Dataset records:

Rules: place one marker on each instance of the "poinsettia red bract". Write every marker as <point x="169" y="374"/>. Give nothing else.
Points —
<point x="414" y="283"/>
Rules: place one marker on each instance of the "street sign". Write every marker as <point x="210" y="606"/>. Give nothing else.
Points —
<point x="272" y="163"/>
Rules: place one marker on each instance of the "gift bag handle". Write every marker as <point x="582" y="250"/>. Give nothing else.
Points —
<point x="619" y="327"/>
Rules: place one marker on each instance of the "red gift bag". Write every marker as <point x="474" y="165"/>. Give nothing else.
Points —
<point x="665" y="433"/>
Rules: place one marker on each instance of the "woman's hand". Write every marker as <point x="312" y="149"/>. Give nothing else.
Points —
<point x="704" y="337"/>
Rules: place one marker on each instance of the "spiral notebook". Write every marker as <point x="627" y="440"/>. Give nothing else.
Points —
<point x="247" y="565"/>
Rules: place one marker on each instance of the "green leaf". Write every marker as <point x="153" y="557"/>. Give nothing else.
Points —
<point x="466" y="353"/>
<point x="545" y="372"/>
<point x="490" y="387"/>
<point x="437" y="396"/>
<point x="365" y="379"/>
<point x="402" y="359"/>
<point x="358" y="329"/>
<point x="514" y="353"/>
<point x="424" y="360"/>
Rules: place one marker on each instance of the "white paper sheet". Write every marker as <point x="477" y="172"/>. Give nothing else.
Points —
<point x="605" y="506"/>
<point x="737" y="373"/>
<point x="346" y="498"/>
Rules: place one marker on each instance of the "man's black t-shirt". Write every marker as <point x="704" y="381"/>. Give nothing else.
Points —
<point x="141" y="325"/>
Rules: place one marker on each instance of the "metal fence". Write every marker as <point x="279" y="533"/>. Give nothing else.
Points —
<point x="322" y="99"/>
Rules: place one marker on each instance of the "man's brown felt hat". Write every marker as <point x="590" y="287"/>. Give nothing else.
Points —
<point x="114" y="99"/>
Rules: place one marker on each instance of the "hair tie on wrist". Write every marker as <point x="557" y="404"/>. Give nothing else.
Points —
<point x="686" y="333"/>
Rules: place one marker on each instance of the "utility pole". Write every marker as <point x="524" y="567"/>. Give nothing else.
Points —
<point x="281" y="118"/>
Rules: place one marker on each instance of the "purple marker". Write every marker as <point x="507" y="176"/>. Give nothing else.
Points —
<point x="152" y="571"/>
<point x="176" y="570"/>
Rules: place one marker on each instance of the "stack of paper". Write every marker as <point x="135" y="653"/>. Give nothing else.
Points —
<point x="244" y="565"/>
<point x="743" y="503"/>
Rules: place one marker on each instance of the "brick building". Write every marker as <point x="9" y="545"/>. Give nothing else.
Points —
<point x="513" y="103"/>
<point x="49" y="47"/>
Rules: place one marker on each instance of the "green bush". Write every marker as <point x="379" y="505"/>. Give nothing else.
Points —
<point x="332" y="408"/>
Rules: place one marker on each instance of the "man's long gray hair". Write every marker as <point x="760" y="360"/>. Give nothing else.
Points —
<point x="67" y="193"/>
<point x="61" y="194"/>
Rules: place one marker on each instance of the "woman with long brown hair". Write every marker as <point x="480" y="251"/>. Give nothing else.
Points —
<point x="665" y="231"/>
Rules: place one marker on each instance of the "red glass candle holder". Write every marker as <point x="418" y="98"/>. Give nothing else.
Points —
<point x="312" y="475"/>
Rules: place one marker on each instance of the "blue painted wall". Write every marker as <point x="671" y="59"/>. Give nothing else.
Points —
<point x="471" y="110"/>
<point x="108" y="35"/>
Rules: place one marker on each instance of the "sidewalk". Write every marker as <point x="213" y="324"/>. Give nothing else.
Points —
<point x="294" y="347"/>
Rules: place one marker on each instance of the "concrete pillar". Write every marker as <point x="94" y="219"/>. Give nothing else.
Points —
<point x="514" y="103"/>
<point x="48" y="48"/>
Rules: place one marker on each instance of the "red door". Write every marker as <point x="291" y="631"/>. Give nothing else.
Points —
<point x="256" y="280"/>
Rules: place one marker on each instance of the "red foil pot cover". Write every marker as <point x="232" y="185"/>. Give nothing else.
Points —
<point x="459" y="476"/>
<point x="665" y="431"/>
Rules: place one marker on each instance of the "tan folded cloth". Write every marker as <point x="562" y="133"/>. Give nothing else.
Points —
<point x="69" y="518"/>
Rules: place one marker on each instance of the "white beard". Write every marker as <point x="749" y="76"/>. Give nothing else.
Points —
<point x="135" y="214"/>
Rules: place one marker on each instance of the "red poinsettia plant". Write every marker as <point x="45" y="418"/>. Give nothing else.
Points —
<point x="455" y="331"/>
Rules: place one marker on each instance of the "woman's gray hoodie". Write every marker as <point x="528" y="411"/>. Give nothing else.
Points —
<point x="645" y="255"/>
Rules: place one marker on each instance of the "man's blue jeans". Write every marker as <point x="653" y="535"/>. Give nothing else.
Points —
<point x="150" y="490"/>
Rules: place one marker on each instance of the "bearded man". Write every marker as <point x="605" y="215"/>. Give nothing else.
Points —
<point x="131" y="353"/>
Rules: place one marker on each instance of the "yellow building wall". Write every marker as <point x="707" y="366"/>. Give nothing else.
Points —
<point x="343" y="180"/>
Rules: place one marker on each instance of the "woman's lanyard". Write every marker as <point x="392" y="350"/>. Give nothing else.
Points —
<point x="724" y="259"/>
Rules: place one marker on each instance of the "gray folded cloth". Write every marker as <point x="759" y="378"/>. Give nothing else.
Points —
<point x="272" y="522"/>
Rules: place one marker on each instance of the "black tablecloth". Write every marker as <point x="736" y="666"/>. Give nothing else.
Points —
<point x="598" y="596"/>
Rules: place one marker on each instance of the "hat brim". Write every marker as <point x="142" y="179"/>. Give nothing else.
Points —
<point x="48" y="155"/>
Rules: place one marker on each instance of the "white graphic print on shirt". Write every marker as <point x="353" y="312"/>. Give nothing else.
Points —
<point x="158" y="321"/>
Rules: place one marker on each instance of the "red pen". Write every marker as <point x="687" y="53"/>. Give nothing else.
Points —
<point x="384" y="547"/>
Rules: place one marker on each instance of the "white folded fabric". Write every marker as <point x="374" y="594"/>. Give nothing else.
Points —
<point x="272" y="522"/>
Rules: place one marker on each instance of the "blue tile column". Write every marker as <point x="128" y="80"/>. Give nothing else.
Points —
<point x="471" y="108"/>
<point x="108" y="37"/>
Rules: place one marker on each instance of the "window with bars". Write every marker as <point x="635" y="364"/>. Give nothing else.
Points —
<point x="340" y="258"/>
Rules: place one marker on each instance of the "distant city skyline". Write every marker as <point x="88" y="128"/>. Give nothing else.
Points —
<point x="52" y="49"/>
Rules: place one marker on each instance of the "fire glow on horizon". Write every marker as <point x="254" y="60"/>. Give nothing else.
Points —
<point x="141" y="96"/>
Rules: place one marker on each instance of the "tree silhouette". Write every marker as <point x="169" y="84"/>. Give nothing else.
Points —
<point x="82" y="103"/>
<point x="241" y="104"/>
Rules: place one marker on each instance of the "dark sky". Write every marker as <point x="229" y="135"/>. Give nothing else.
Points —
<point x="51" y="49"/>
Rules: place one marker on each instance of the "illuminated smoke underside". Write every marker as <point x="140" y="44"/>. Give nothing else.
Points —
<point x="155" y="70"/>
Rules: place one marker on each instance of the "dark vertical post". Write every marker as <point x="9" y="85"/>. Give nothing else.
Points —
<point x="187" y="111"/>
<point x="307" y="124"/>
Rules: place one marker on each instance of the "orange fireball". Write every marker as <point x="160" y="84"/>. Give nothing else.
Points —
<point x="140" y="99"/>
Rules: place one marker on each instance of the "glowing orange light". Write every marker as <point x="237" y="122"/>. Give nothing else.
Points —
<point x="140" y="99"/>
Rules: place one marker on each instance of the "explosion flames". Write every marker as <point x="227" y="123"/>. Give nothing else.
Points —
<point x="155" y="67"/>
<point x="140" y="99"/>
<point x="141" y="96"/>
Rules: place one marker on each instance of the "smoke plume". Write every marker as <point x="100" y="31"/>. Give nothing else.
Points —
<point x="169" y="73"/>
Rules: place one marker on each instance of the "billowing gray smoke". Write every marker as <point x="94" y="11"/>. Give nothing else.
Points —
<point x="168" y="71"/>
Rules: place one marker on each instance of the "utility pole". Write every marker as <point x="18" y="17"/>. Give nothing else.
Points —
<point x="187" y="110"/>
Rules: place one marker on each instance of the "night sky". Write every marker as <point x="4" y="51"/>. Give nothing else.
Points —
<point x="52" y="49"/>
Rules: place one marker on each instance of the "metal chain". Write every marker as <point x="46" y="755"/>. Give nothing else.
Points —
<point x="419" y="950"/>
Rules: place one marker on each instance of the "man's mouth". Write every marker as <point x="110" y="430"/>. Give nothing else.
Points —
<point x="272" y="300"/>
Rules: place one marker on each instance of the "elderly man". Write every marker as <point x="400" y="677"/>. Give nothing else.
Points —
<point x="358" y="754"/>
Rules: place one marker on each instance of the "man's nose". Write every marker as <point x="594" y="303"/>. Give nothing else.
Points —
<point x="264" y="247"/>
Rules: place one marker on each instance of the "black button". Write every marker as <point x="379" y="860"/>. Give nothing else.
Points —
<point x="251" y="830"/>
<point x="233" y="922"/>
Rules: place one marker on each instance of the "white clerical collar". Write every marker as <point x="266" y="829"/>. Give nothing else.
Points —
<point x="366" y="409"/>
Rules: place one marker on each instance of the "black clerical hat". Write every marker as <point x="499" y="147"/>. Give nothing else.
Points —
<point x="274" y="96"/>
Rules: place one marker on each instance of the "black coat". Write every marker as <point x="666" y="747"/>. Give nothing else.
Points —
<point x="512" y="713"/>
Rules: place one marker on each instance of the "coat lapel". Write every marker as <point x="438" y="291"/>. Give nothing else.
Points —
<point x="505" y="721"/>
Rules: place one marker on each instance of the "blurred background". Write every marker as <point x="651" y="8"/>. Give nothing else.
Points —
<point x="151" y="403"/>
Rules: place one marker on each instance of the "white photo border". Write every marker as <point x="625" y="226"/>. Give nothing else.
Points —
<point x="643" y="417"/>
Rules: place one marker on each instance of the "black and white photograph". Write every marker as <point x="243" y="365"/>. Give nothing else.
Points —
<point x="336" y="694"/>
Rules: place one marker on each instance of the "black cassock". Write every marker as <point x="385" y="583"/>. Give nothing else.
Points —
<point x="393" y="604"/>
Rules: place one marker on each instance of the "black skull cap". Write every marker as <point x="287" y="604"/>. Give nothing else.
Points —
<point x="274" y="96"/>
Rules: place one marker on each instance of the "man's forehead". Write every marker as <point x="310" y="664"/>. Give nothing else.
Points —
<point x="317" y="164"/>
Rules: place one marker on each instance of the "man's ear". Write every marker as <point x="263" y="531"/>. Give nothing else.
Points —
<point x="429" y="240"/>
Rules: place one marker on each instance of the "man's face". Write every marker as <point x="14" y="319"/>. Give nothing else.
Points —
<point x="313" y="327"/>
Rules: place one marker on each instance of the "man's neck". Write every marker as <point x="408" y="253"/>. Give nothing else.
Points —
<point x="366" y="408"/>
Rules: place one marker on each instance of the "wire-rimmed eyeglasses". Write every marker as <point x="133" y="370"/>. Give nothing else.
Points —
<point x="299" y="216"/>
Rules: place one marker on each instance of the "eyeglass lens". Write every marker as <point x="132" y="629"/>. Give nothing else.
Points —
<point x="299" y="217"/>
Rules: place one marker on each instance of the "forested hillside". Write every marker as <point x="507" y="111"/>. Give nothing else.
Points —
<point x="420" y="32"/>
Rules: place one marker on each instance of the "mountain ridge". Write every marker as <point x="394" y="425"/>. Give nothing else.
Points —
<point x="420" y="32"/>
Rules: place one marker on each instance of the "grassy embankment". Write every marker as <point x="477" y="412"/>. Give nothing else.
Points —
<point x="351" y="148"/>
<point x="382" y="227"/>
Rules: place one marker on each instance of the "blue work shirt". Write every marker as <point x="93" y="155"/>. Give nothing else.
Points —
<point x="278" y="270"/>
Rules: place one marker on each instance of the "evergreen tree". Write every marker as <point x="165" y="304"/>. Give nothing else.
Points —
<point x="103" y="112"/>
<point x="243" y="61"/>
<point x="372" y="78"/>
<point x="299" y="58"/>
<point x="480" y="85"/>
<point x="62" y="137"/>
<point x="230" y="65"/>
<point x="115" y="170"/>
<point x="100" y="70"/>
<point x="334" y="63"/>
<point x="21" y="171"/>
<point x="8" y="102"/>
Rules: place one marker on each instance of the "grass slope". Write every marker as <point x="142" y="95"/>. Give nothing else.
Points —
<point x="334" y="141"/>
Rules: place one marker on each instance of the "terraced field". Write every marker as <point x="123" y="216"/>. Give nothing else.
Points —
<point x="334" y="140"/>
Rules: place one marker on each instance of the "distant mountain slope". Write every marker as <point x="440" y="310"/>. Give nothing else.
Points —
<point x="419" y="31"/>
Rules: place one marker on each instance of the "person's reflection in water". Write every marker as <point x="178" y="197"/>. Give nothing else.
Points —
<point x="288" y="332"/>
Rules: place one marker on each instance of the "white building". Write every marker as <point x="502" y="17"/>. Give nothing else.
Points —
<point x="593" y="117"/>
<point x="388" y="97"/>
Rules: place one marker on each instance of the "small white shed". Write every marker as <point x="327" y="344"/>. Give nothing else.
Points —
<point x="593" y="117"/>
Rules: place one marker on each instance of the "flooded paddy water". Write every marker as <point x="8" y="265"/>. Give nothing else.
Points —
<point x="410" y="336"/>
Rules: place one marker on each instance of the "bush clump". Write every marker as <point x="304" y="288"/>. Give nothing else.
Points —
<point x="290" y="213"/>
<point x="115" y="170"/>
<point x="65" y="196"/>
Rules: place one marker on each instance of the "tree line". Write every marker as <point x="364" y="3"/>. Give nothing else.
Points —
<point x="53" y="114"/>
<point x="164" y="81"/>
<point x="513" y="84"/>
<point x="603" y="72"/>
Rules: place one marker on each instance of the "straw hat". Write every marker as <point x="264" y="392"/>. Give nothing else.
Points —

_Aim_
How many lines in the items above contain the word "utility"? Reply with the number alone.

_Task response_
2